_Exercise_.
Set down exactly, and only, the lines from the one with "Kindly outline every instance of the window" to the final line of the entries, both included.

* Begin *

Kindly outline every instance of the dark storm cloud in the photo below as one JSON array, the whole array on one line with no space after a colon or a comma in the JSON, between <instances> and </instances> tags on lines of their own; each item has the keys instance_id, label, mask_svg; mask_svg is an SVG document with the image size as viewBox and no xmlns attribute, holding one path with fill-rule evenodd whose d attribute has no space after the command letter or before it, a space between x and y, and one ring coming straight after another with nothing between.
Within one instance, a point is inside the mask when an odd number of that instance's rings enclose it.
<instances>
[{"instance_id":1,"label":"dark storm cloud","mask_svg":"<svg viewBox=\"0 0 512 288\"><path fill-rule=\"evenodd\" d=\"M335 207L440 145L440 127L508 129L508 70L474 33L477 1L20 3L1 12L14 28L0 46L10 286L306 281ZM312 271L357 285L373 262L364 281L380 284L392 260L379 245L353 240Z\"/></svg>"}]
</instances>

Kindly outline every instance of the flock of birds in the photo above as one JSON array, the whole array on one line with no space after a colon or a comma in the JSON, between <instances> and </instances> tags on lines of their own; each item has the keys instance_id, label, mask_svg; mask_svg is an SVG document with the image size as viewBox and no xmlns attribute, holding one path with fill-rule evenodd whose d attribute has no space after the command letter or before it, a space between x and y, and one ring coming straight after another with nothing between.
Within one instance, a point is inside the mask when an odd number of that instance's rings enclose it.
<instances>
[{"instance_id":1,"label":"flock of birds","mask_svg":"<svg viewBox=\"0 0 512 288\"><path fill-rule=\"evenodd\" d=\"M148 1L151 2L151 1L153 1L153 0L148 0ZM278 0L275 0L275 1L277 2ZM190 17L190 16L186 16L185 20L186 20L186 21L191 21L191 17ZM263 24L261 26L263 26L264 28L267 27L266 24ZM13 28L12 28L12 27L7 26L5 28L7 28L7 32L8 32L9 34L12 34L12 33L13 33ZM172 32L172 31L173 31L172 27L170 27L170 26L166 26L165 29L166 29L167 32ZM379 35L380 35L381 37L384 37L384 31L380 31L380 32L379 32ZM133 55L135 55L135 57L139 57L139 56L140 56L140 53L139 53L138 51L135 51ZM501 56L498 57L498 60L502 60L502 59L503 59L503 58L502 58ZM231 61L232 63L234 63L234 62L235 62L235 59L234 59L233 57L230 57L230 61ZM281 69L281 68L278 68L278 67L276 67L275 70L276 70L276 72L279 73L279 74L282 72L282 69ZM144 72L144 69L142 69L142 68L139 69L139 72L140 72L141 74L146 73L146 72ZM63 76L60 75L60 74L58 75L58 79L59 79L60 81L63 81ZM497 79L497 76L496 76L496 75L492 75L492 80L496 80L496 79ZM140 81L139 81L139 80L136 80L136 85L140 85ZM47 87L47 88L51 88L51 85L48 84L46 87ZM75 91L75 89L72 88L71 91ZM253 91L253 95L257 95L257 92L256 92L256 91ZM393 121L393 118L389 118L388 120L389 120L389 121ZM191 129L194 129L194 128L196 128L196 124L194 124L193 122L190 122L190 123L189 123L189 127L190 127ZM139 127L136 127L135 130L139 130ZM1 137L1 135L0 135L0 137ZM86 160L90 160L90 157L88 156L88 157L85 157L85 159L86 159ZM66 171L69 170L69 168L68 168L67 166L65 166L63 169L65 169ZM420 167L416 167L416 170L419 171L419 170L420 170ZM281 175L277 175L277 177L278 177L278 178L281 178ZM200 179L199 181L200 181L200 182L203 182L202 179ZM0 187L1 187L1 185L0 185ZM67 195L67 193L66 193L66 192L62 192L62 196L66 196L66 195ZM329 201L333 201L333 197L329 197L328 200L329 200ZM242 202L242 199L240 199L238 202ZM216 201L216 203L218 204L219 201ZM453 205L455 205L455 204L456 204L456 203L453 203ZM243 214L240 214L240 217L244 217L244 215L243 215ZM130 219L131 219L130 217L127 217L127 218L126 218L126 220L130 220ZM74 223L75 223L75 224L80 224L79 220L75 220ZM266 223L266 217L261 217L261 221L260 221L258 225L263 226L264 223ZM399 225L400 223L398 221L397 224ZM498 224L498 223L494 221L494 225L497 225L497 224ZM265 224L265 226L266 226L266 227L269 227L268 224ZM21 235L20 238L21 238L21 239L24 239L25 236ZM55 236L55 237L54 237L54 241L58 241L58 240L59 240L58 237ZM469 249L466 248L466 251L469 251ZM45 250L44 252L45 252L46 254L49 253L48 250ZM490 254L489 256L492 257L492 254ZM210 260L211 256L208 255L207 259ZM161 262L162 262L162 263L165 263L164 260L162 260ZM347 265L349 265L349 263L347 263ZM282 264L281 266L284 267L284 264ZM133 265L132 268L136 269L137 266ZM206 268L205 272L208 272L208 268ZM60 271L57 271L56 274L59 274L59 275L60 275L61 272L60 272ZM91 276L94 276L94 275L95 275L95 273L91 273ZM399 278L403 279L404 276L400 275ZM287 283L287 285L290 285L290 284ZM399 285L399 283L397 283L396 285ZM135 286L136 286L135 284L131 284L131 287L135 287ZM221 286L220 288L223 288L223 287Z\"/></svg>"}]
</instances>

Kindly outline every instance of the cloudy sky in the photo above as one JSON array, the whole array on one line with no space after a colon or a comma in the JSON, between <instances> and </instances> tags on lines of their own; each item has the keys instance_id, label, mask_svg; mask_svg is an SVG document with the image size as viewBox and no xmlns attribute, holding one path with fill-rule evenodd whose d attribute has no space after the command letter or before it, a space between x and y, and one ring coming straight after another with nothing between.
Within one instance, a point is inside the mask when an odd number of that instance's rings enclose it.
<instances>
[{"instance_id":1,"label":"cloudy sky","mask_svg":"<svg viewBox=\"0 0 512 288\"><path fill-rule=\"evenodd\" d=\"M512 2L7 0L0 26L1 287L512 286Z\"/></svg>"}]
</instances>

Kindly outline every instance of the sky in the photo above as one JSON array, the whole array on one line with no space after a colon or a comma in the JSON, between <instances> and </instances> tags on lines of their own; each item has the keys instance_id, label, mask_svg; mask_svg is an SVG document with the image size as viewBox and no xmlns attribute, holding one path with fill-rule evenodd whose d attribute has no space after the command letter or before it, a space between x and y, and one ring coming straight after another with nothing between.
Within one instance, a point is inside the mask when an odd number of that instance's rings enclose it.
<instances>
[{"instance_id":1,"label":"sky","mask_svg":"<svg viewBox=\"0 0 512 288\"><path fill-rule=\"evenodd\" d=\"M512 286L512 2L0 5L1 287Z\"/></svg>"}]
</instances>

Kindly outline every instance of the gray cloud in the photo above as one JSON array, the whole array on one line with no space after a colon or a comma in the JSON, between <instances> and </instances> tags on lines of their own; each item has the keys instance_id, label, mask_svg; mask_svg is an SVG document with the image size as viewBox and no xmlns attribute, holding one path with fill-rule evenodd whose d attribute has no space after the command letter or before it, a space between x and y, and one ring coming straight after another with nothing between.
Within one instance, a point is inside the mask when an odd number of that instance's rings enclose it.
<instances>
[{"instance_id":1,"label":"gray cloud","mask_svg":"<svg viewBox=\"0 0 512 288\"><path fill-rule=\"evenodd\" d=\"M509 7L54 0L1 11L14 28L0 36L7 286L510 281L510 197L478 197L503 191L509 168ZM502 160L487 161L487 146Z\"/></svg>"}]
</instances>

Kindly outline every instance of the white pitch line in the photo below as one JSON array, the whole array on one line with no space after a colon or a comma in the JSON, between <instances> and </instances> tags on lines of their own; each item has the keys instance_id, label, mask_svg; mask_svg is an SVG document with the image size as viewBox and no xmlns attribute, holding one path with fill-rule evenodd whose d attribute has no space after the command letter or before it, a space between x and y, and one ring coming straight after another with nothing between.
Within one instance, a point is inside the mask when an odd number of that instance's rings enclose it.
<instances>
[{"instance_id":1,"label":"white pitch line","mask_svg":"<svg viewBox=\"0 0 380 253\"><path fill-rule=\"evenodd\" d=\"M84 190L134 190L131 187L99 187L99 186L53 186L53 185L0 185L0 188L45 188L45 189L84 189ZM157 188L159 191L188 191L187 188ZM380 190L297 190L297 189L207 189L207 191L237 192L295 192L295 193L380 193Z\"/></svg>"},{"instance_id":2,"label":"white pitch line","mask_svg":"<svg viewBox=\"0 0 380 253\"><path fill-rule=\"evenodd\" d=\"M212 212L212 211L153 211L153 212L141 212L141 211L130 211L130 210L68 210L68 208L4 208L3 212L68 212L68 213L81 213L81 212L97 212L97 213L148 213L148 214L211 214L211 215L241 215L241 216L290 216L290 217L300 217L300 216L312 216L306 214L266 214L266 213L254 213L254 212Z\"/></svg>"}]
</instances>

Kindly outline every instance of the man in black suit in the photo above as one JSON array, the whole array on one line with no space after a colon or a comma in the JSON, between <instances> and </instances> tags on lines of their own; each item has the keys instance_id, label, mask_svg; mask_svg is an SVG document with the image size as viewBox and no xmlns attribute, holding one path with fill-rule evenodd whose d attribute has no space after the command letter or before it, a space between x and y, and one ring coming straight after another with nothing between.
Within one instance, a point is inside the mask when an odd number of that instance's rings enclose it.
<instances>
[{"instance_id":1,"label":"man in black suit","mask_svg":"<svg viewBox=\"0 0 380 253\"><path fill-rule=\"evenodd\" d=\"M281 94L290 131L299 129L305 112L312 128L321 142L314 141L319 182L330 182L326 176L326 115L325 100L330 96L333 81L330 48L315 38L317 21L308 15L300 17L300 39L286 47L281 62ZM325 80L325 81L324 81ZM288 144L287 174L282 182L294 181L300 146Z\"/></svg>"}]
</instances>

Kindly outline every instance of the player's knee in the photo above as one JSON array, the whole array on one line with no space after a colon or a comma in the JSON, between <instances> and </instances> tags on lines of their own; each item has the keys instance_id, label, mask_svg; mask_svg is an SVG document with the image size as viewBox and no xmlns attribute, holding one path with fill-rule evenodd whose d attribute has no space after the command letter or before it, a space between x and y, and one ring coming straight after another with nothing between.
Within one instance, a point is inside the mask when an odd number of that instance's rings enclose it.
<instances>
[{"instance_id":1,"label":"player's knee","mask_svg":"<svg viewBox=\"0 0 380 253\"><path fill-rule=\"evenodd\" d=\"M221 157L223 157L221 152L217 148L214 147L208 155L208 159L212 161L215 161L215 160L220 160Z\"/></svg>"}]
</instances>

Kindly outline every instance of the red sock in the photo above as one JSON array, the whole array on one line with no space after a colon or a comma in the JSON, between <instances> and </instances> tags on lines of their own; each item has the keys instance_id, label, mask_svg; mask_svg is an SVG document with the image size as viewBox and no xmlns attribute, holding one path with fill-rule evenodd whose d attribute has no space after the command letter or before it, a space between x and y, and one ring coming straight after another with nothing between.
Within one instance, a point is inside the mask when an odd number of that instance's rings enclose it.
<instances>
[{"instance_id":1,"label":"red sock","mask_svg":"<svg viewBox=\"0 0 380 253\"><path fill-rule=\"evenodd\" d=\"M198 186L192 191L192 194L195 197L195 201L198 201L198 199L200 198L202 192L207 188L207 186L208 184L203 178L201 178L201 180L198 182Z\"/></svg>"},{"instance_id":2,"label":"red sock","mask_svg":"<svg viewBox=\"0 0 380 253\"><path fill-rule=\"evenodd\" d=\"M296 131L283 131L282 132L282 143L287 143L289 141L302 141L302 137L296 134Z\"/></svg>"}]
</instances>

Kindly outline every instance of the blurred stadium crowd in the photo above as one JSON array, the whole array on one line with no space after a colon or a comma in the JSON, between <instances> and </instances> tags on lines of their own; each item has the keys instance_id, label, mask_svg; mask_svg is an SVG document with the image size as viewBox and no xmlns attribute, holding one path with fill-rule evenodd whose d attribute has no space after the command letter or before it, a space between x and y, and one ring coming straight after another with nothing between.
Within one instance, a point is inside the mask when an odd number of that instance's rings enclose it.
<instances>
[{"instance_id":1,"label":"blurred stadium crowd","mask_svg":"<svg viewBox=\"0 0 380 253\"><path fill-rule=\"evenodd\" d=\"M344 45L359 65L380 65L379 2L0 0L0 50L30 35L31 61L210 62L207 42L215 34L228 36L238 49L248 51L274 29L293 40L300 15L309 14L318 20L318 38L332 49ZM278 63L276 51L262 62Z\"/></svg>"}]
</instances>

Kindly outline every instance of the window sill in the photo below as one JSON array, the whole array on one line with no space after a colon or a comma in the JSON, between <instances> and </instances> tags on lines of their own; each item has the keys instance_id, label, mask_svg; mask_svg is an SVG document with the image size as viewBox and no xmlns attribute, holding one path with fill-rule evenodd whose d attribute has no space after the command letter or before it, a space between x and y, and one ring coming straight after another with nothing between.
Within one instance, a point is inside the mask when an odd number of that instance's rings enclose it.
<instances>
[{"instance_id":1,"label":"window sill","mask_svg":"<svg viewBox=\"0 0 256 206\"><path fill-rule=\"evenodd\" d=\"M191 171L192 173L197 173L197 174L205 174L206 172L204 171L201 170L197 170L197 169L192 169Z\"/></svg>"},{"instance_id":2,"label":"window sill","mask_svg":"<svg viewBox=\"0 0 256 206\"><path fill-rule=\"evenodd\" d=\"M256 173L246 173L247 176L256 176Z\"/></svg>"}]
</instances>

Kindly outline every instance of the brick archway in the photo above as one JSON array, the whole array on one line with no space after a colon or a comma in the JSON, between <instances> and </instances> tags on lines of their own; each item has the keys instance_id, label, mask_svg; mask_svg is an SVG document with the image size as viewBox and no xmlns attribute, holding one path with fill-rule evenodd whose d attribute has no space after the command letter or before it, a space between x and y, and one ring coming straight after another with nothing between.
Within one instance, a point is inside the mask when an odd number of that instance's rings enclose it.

* End *

_Answer_.
Kindly outline every instance of the window sill in the photo below as one JSON array, the whole array on one line with no space after a colon or a comma in the JSON, between <instances> and </instances> tags on lines of their own; each item has the keys instance_id, label, mask_svg; mask_svg is an SVG document with the image size as viewBox and no xmlns attribute, holding one path with fill-rule evenodd whose d attribute has no space after the command letter or before it, a space between x and y, and one ring coming straight after another with nothing between.
Within one instance, a point is inside the mask when an odd number of that instance's rings enclose it.
<instances>
[{"instance_id":1,"label":"window sill","mask_svg":"<svg viewBox=\"0 0 256 206\"><path fill-rule=\"evenodd\" d=\"M191 171L192 173L197 173L197 174L205 174L206 172L204 171L201 170L197 170L197 169L192 169Z\"/></svg>"},{"instance_id":2,"label":"window sill","mask_svg":"<svg viewBox=\"0 0 256 206\"><path fill-rule=\"evenodd\" d=\"M256 173L246 173L247 176L256 176Z\"/></svg>"}]
</instances>

Kindly outline every instance of the brick archway in the photo above as one JSON array, the whole array on one line with no space after a colon or a comma in the JSON, between <instances> and </instances> tags on lines of their own; each item has the keys instance_id, label, mask_svg; mask_svg is an SVG document with the image size as viewBox and no xmlns attribute, holding one path with fill-rule evenodd whose d attribute has no space after the command letter or before it, a space between x and y, and one ring coming straight after another with nothing between.
Within one instance, a point is inside the mask when an odd number of that instance's rings enclose it.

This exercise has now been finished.